**SELECTED EXTRACT**.

* START *

Friday, June 24, 2016


One of 4 mixed media pieces using the color teal.
Check out my Gallery page to view all four paintings.

I'm excited! All in one day I heard good news. One of my stories, Letters Home: Learning to Live in Tokyo has been included in the Story Circle Network Quarterly Journal for June. Two of my mixed media pieces will appear in the June issue of Stampington & Co's beautiful magazine, Somerset Studio Gallery. Wow! what a day!

I feel lucky to be a part of both magazines. To pass on my luck and say thank you, I am offering two of you a giveaway of the June Somerset Studio Gallery issue. The first readers to contact me at will receive a copy that will surely inspire you to give some of their creative ideas a try. Both of these groups have been important motivators for me and I want to share them with you.

The Story Circle Network is an online women's writing group, which offers support, publication, writing awards, and classes. I encourage you to join if you want to write your stories. Check out their website for information on classes and insights about writing your life.

Somerset Studio Gallery is a part of the Stampington & Co's collection of magazines that offer imagination, inspiration, and instruction in art and craft.  You can find them at

I have also received many wonderful responses to my blog last week, including discovering the origin of the How to Build a Community postcard. It is published by Syracuse Cultural Workers, who create some very thought-provoking cards, posters and other items.  Karen Kerney painted the watercolor How to Build a Community. Many cheers for this group's work. Take a look at their website:

I am also working on this blog, enlarging my site with pages that include artwork and responses to challenges I've initiated. It's still a work in progress. Let me know what you think!

Friday, June 17, 2016


Earlier this Spring I received this postcard from someone in Canada. Its sentiments seem especially appropriate this week. The list seems lighthearted at first, but left me thinking of small things I could do. Instead of my usual blog, I will leave you with these ideas to ponder.

Postcard created by Karen Kerney
How To Build Community
Text: Members SCW Community
Artist: Karen Kerney, watercolor. SCW© 1998
Postcard is available at

The Warriors, our local basketball team, use a phrase "Strength in Numbers,which  could be adopted by all of us who are thoughtful, kind, willing to compromise and understanding of other people's points of view. If we stand together, we will have "Strength in Numbers."

This poster represents people from all walks of my life.  I would like to enlarge the poster with photos of you. If you would like to be included, please send me a group photo of you with others in your life.

* END *

**WHAT NEEDS TO BE DONE**. Please copy everything in the blog post, word for word, from "Postcard created by" down to "in your life.". The records that come next are separate from the blog post.

**GIVEN INFORMATION**.

* START *

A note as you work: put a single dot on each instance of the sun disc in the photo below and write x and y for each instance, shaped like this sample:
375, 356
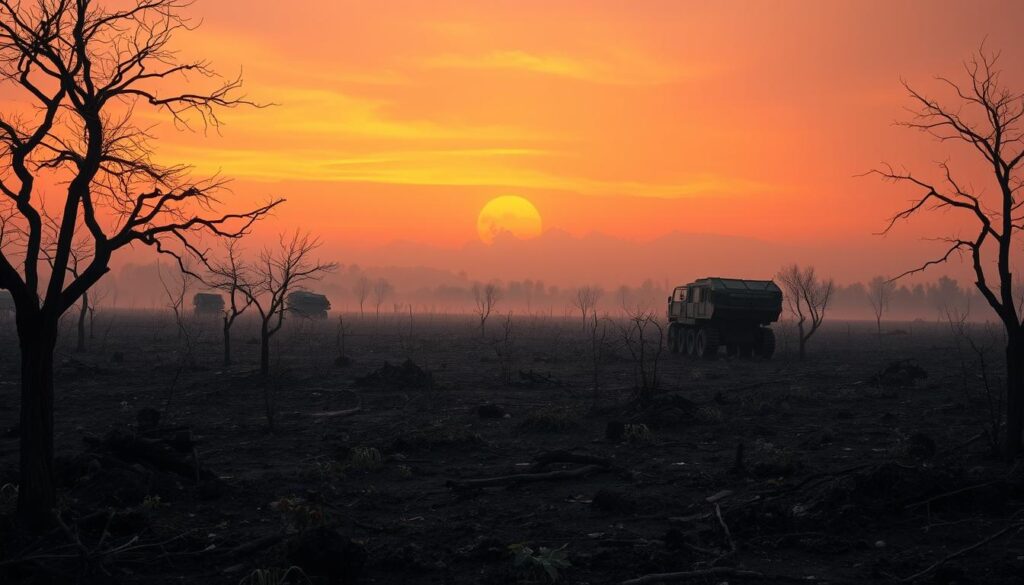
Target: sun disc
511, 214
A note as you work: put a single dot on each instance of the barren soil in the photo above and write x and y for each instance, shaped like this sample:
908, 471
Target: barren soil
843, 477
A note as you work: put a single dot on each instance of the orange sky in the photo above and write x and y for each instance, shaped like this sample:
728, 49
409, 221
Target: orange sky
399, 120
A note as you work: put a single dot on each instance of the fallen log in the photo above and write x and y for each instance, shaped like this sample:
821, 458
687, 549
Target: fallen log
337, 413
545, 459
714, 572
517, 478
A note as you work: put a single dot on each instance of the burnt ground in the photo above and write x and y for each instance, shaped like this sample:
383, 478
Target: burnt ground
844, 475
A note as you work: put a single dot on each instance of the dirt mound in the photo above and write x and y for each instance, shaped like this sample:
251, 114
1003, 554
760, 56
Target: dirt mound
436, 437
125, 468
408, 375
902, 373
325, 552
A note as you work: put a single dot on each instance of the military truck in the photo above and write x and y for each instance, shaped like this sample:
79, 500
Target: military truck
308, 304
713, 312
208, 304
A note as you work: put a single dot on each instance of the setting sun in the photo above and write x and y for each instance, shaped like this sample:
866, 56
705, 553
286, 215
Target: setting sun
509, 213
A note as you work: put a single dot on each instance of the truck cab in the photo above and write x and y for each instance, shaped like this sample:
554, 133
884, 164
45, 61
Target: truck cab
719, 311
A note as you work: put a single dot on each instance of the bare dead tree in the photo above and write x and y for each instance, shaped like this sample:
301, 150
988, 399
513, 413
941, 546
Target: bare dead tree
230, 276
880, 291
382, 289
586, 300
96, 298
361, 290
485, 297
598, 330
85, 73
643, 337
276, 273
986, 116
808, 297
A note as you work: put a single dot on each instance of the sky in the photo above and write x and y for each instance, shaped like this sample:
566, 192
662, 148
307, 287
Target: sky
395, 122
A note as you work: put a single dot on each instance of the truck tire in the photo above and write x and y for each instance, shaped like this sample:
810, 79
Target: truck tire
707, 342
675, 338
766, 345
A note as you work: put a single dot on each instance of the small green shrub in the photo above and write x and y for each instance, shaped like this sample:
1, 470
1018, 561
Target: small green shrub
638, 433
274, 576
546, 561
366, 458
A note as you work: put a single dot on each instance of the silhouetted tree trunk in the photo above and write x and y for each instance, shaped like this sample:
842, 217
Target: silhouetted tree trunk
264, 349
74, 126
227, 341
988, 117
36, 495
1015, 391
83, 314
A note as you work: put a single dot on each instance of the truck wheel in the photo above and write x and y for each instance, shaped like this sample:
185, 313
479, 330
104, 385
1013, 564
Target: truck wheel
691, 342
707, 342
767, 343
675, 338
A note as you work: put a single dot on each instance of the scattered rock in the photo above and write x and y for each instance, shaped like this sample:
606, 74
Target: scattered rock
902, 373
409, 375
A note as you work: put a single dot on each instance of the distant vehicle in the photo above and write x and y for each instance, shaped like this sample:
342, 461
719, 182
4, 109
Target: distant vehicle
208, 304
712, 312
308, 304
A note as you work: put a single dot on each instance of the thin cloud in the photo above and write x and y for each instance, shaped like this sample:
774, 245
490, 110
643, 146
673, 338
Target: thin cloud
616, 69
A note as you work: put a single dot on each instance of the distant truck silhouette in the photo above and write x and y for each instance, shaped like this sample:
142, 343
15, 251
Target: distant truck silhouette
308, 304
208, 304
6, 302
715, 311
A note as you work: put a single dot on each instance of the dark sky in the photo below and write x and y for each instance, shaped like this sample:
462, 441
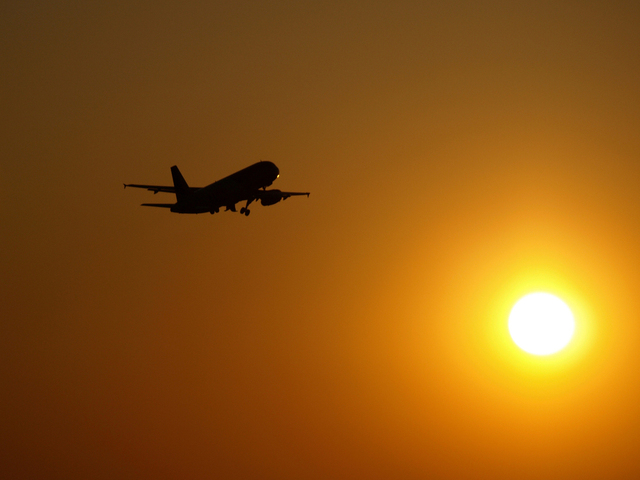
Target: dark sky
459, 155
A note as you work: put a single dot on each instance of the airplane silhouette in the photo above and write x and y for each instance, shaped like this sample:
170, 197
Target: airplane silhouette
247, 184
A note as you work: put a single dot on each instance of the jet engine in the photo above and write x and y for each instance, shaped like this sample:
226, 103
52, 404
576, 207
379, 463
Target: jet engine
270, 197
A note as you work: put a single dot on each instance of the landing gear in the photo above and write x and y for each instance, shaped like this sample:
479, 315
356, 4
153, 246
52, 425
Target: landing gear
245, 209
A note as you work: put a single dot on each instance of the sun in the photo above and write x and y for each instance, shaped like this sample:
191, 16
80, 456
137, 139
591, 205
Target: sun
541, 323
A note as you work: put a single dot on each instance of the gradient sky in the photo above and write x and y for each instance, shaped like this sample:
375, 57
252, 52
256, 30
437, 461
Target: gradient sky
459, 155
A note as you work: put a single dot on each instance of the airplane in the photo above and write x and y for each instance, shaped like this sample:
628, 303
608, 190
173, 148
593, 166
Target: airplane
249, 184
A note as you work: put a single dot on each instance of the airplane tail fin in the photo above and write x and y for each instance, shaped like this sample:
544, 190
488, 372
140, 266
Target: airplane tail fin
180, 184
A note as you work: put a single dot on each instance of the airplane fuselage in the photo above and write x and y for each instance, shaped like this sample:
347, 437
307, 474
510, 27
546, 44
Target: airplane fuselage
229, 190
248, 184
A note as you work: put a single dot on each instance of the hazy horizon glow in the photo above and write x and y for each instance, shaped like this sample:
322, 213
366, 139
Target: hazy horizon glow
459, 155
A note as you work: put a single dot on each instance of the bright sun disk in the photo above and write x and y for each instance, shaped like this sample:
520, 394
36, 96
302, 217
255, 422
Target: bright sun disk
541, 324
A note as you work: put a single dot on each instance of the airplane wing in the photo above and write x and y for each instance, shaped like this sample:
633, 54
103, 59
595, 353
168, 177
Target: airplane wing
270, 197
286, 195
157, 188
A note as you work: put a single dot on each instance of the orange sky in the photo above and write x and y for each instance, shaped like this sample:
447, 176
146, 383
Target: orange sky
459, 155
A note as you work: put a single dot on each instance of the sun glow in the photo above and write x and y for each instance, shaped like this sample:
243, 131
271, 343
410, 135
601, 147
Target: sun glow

* END *

**RESPONSE FOR THIS EXERCISE**.
Postcard created by Karen Kerney
How To Build Community
Text: Members SCW Community
Artist: Karen Kerney, watercolor. SCW© 1998
Postcard is available at

The Warriors, our local basketball team, use a phrase "Strength in Numbers,which  could be adopted by all of us who are thoughtful, kind, willing to compromise and understanding of other people's points of view. If we stand together, we will have "Strength in Numbers."

This poster represents people from all walks of my life.  I would like to enlarge the poster with photos of you. If you would like to be included, please send me a group photo of you with others in your life.